## Stated task
Return the lines below verbatim, leaving out any pictures.

Source data:
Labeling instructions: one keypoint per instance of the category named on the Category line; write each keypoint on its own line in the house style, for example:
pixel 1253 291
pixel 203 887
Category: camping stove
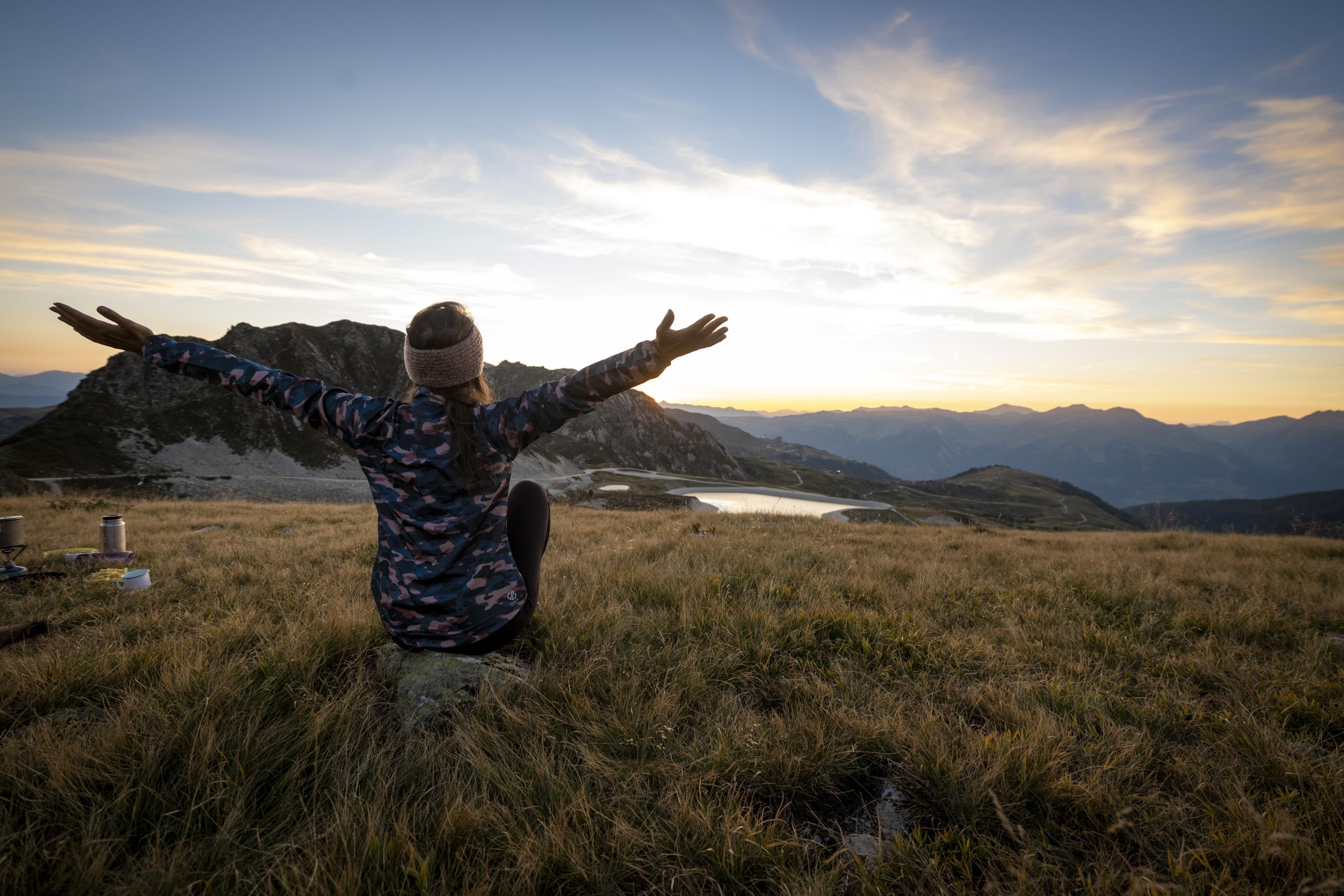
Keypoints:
pixel 11 546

## Answer for the task
Labeling instructions: one keypoint per instance of the category named on the Category line; write each keypoint on its own line in the house style, for example:
pixel 1253 291
pixel 203 887
Category: camping stove
Keypoints:
pixel 11 546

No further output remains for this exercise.